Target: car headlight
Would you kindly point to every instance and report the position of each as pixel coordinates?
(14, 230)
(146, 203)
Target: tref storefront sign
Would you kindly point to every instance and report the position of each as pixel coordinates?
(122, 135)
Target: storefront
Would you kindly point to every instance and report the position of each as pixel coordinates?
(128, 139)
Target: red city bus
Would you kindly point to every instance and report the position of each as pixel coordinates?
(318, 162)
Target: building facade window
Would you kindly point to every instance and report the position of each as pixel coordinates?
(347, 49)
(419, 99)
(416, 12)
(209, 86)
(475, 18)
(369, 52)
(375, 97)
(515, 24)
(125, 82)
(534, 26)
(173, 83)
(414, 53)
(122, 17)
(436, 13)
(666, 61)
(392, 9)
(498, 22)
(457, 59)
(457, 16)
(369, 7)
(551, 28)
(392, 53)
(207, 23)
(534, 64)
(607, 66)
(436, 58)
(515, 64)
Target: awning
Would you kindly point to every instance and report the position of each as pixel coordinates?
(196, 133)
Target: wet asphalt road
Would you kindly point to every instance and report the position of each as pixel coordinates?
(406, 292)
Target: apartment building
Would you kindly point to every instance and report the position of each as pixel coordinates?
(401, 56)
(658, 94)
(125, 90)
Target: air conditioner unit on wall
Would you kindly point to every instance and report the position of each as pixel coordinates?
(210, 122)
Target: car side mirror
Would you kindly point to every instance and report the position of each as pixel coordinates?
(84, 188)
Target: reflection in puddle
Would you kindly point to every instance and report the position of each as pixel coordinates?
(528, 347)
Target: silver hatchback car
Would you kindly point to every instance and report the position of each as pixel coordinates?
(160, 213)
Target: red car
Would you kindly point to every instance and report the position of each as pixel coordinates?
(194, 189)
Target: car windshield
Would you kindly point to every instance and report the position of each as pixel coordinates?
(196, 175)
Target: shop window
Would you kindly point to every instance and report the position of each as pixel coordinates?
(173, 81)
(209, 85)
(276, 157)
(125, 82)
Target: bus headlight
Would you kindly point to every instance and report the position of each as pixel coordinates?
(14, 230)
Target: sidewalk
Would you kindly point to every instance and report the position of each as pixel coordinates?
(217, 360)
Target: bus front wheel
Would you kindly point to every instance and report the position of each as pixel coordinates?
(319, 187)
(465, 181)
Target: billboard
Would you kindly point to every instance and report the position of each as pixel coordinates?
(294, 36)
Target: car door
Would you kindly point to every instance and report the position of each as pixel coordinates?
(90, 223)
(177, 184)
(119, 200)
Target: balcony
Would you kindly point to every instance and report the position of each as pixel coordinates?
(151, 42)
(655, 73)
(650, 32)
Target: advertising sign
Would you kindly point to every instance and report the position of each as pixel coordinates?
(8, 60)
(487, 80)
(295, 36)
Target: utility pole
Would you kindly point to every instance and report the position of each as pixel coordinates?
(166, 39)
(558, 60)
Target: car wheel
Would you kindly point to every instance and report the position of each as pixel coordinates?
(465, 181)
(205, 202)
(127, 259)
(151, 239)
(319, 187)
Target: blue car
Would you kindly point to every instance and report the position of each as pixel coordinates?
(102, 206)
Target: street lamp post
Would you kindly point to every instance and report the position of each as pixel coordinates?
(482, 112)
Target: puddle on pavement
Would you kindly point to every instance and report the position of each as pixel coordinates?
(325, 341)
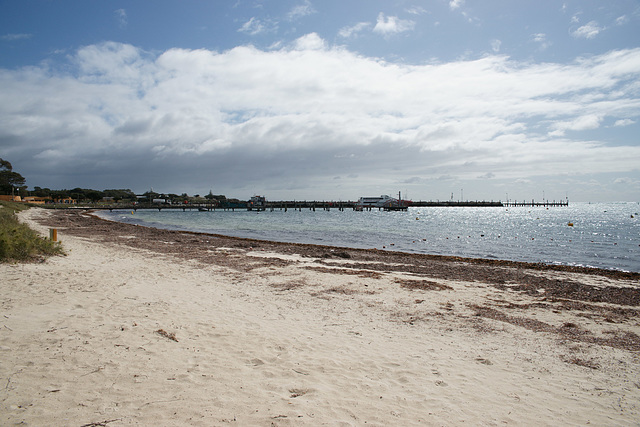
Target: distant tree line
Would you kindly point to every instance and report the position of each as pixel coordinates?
(12, 183)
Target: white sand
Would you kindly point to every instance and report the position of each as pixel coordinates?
(282, 346)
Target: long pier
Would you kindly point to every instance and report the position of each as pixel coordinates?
(310, 205)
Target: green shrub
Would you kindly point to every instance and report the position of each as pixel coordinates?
(18, 242)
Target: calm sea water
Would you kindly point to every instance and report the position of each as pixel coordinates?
(602, 235)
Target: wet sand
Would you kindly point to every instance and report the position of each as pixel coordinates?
(144, 326)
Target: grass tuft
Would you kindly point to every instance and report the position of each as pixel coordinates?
(18, 242)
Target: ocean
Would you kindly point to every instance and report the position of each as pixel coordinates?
(603, 235)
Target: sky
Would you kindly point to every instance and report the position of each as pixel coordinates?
(325, 100)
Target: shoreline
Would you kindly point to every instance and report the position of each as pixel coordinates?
(445, 258)
(147, 326)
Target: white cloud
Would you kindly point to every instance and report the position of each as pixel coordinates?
(310, 42)
(12, 37)
(456, 4)
(541, 39)
(249, 117)
(255, 26)
(588, 31)
(624, 122)
(417, 10)
(586, 122)
(353, 31)
(301, 10)
(392, 25)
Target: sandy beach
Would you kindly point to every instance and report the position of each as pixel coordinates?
(138, 326)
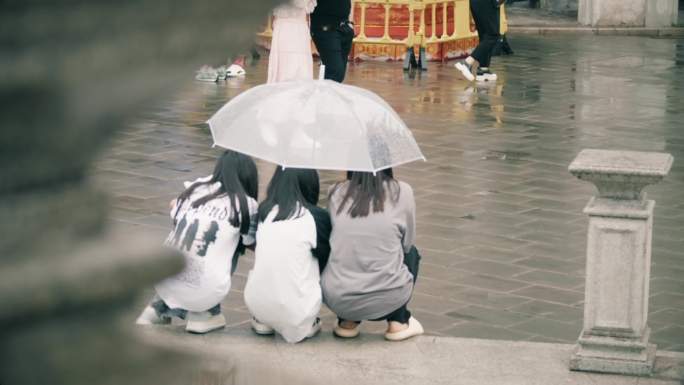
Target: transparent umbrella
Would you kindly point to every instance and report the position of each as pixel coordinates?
(315, 124)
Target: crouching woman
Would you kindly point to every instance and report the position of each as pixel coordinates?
(283, 291)
(373, 265)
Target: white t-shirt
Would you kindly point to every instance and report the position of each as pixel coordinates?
(208, 241)
(283, 290)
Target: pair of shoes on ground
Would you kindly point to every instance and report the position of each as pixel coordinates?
(265, 330)
(197, 322)
(210, 74)
(414, 329)
(482, 74)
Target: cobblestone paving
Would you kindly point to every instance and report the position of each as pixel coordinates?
(500, 219)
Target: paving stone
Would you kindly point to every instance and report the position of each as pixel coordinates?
(479, 330)
(547, 278)
(490, 268)
(549, 310)
(499, 317)
(550, 294)
(566, 331)
(673, 334)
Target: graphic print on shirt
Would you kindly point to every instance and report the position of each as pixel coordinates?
(178, 232)
(208, 238)
(195, 233)
(189, 238)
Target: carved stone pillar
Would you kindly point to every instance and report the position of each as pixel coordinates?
(615, 334)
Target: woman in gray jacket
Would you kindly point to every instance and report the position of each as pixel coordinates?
(373, 264)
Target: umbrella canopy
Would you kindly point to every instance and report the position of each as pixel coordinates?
(317, 124)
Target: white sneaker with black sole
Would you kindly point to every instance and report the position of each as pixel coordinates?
(414, 329)
(315, 328)
(484, 75)
(466, 70)
(261, 329)
(204, 322)
(149, 316)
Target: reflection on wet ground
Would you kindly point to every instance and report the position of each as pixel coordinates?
(500, 219)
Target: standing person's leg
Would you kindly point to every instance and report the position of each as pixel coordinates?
(412, 262)
(346, 41)
(400, 324)
(329, 46)
(486, 21)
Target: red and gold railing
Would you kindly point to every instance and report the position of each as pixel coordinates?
(386, 28)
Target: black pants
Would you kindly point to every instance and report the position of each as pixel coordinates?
(486, 16)
(333, 46)
(402, 315)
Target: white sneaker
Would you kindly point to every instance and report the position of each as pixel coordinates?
(207, 74)
(235, 70)
(222, 73)
(315, 328)
(414, 329)
(347, 333)
(465, 70)
(261, 329)
(204, 322)
(149, 317)
(485, 76)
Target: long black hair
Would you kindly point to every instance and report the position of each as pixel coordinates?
(367, 189)
(291, 189)
(238, 178)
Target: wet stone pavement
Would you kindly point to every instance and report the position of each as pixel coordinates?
(499, 217)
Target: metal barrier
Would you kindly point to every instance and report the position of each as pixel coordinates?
(388, 29)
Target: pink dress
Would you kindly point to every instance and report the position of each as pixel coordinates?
(290, 57)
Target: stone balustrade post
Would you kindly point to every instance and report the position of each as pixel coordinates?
(615, 335)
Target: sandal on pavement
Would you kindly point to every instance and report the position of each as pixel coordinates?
(347, 333)
(414, 329)
(235, 70)
(315, 328)
(149, 316)
(204, 322)
(261, 329)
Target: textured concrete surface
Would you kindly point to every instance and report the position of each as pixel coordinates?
(499, 216)
(370, 360)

☆ ☆ ☆

> Directions for this task
Do not include images; quote all of the entries above exactly.

> Worked answer
Target: car headlight
Would you kindly point to every instance and report the position of each as pixel coordinates?
(14, 230)
(146, 203)
Target: tref storefront sign
Would you kindly point to every instance and report the position of each as pixel coordinates?
(122, 135)
Target: storefront
Would you kindly point to every instance and report the position of each as pixel coordinates?
(128, 139)
Target: red city bus
Would you kindly point to every instance and report the position of each as pixel coordinates?
(318, 162)
Target: building facade window
Would you kindly point to every instance and report the position of each as pixel coordinates?
(347, 49)
(419, 99)
(416, 12)
(209, 86)
(475, 18)
(369, 52)
(375, 97)
(515, 24)
(125, 82)
(534, 26)
(173, 83)
(414, 53)
(122, 17)
(436, 13)
(666, 61)
(392, 9)
(498, 22)
(457, 59)
(457, 16)
(369, 7)
(551, 28)
(392, 53)
(207, 23)
(534, 64)
(607, 66)
(436, 58)
(515, 64)
Target: awning
Would you kindly point to every instance and report the position of each as pixel coordinates?
(196, 133)
Target: wet asphalt road
Would you kindly point to every instance and report the position of each as pixel coordinates?
(406, 292)
Target: apartment building
Would you kindly point to every instance and report the position of each as pixel coordinates?
(401, 56)
(658, 94)
(125, 90)
Target: air conditioner unit on wall
Would you kindly point to every instance and report the position of each as pixel coordinates?
(210, 122)
Target: car side mirror
Would you kindly point to every instance and report the position of each as pixel coordinates?
(84, 188)
Target: reflection in puddle
Would you kindly point to every instance and report the position of each as pixel coordinates?
(528, 347)
Target: silver hatchback car
Would you kindly point to every instance and report the position of each as pixel coordinates?
(160, 213)
Target: red car
Would you kindly point to every instance and report the position of each as pixel coordinates?
(194, 189)
Target: car windshield
Would you kindly point to every instance and report the position of each as pixel coordinates?
(196, 175)
Target: shop window
Would you kindly point to every instance and report the position of each as pixel coordinates?
(173, 81)
(209, 85)
(276, 157)
(125, 82)
Target: bus headlight
Would you kindly point to every instance and report the position of each as pixel coordinates?
(14, 230)
Target: sidewalk
Would you kindly point to every instance and report the position of each as pixel coordinates?
(217, 360)
Target: bus front wheel
Would you kindly point to every instance and report the position of each as pixel coordinates?
(319, 187)
(465, 181)
Target: billboard
Would you kindly point to every instance and report the position of each as pixel coordinates?
(294, 36)
Target: car door
Would you kindly point to every instance and report the position of each as pixel coordinates?
(90, 223)
(177, 184)
(119, 200)
Target: balcony
Would you kindly point to every instance and report the position of each as pixel coordinates?
(151, 42)
(655, 73)
(650, 32)
Target: advertising sign
Would you kindly point to every instance and report the position of each as pixel coordinates?
(8, 60)
(487, 80)
(295, 36)
Target: utility pole
Would you kindly point to every instance and report the position of each as pixel coordinates?
(166, 39)
(558, 60)
Target: car wheel
Would you kindly point to every instance and report the position of each as pixel coordinates?
(465, 181)
(205, 202)
(127, 259)
(151, 239)
(319, 187)
Target: blue car
Would you kindly point to every instance and report the position of each as pixel coordinates?
(102, 206)
Target: street lamp post
Would you kindly point to every instance and report the position of each as pixel coordinates?
(482, 112)
Target: puddle on pavement
Would you kindly point to every instance and report the position of each as pixel coordinates?
(325, 341)
Target: distant tree line
Would you kindly point to every instance and report the position of each as pixel coordinates?
(12, 183)
Target: white sand
Would you kindly point to every instance and report the position of each as pixel coordinates?
(282, 346)
Target: long pier
Would you kindly point to every instance and report the position of each as pixel coordinates?
(310, 205)
Target: green shrub
Would you kindly point to every instance and report the position of each as pixel coordinates?
(18, 242)
Target: calm sea water
Would you kindly point to every instance and report the position of each as pixel coordinates?
(602, 235)
Target: wet sand
Would you kindly point to every instance and report the position of each as pixel coordinates?
(144, 326)
Target: grass tuft
Would you kindly point to every instance and report the position of each as pixel coordinates?
(18, 242)
Target: ocean
Would you kindly point to every instance and report the position of each as pixel coordinates?
(603, 235)
Target: sky
Would you kindly point to every instance and report the position of each as pixel coordinates?
(325, 100)
Target: shoreline
Would you kindly point to every instance and report the position of each as pixel coordinates?
(445, 258)
(147, 326)
Target: white cloud
Would you kindly point to every instance and report the position of each as pixel coordinates?
(310, 42)
(12, 37)
(456, 4)
(541, 39)
(249, 117)
(255, 26)
(588, 31)
(624, 122)
(417, 10)
(586, 122)
(353, 31)
(301, 10)
(392, 25)
Target: sandy beach
Would you kindly point to every instance and report the position of each as pixel coordinates?
(138, 326)
Target: transparent umbrella
Would you kindly point to every instance and report the position of each as pixel coordinates?
(315, 124)
Target: crouching woman
Would you kindly point to every instance and report the position of each as pixel coordinates?
(283, 291)
(373, 265)
Target: white t-shirt
Would you kindly point to every instance and report the position of each as pixel coordinates?
(208, 241)
(283, 290)
Target: pair of shoes on ground
Would you kindly point to every instance and report the position of each as pixel coordinates?
(265, 330)
(197, 322)
(210, 74)
(414, 329)
(482, 74)
Target: cobblestone paving
Would you kindly point to every instance and report the position of each as pixel coordinates?
(500, 219)
Target: paving stone
Would you kindly point to every instance and report the position of each as pixel coordinates?
(479, 330)
(547, 278)
(490, 268)
(549, 310)
(499, 317)
(550, 294)
(566, 331)
(673, 334)
Target: graphic print on shirt
Would you kindly point to every instance and report the position of each as pixel coordinates?
(178, 232)
(208, 238)
(195, 233)
(189, 238)
Target: carved stone pillar
Would you kindly point to every instance and report the position of each as pixel coordinates?
(615, 334)
Target: woman in gray jacket
Would you kindly point to every instance and report the position of each as pixel coordinates?
(373, 264)
Target: umbrella canopy
Would you kindly point to every instance and report the position of each as pixel coordinates?
(317, 124)
Target: white sneaker with black sole
Would you kindly point to every instance and report the position of each as pixel coordinates?
(414, 329)
(315, 328)
(484, 75)
(466, 70)
(261, 329)
(204, 322)
(149, 316)
Target: reflection on wet ground
Would you kindly point to every instance and report the position of each as pixel coordinates?
(500, 219)
Target: standing person's leg
Would you kindly point to every instance and report the position of each as pixel coordinates?
(412, 262)
(346, 41)
(400, 324)
(329, 46)
(486, 21)
Target: red and gold railing
Would you kindly point to every instance and report the position of each as pixel coordinates?
(386, 28)
Target: black pants
Would you kindly point to every instance and report the position of each as pixel coordinates?
(486, 16)
(333, 46)
(402, 315)
Target: white sneaker
Would you kindly point to every instance and report the position of each as pixel coordinates?
(207, 74)
(235, 70)
(222, 73)
(315, 328)
(414, 329)
(347, 333)
(465, 70)
(261, 329)
(204, 322)
(149, 317)
(485, 76)
Target: long black hair
Would you kindly point to every instance and report the position of each as pixel coordinates?
(367, 189)
(291, 189)
(238, 178)
Target: wet stone pavement
Would you kindly point to every instance and report the position of each as pixel coordinates?
(499, 217)
Target: metal barrier
Would you kindly point to every instance and report the position of each as pixel coordinates?
(388, 29)
Target: pink dress
Would you kindly point to every instance and report the position of each as pixel coordinates?
(290, 57)
Target: stone balustrade post
Would you kindly point to every instance and report the position of each as pixel coordinates?
(615, 335)
Target: sandal on pavement
Would you kindly point to every instance and report the position of each as pixel coordinates?
(347, 333)
(414, 329)
(235, 70)
(315, 328)
(149, 316)
(204, 322)
(261, 329)
Target: textured concrete surface
Would you kindly point to every instance and report the position of each as pixel coordinates?
(499, 216)
(370, 360)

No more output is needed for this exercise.